> [Problem requirements]:
Below are records to repeat exactly. Omit the pictures from the copy.

Location identification entries
+ + +
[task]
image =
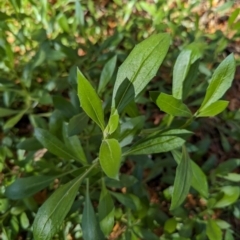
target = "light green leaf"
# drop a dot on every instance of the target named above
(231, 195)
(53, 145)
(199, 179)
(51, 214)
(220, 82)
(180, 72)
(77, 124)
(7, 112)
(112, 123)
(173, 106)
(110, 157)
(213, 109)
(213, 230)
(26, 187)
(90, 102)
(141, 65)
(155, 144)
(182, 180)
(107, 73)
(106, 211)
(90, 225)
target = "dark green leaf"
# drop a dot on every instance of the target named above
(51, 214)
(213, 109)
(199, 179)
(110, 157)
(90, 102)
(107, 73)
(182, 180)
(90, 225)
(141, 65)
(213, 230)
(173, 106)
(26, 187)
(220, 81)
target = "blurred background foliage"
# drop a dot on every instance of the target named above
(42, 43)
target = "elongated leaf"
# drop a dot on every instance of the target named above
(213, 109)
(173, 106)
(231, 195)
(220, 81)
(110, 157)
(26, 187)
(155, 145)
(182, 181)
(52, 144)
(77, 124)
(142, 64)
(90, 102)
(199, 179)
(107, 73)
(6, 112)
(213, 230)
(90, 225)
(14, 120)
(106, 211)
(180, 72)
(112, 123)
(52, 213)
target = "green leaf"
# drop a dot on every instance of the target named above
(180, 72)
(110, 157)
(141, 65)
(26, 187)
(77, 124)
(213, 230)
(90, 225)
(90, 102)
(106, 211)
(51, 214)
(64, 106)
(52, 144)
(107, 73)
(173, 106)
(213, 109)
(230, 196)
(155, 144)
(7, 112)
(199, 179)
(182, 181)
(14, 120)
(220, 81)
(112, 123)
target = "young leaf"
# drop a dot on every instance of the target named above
+ + +
> [Result of the task]:
[task]
image =
target = "light green leaf"
# drop a dot on every instance of the target named above
(231, 195)
(53, 145)
(199, 179)
(51, 214)
(220, 82)
(180, 72)
(77, 124)
(7, 112)
(112, 123)
(173, 106)
(110, 157)
(213, 109)
(213, 230)
(26, 187)
(90, 102)
(141, 65)
(155, 144)
(182, 180)
(107, 73)
(106, 211)
(90, 225)
target = "dark green leaf"
# drop a dot on every instance of the target named above
(51, 214)
(213, 109)
(199, 179)
(110, 157)
(90, 102)
(107, 73)
(182, 180)
(90, 225)
(141, 65)
(213, 230)
(173, 106)
(26, 187)
(220, 81)
target = "blurred background foliage"
# drop a dot on every instance of the target named above
(42, 43)
target = "elongated leaf"
# drop a dot on every instance of the target named above
(213, 109)
(173, 106)
(231, 195)
(220, 81)
(110, 157)
(26, 187)
(155, 145)
(182, 181)
(52, 144)
(77, 124)
(142, 64)
(90, 102)
(199, 179)
(107, 73)
(6, 112)
(213, 230)
(90, 225)
(14, 120)
(106, 211)
(180, 72)
(112, 123)
(52, 213)
target = "green leaf"
# drop a dot on every instance of the target named above
(180, 72)
(110, 157)
(141, 65)
(26, 187)
(77, 124)
(213, 230)
(90, 225)
(90, 102)
(106, 211)
(51, 214)
(64, 106)
(52, 144)
(107, 73)
(173, 106)
(213, 109)
(230, 196)
(155, 144)
(7, 112)
(199, 179)
(182, 181)
(14, 120)
(220, 81)
(112, 123)
target = "young leaf"
# drop a dot on every instance of the target named above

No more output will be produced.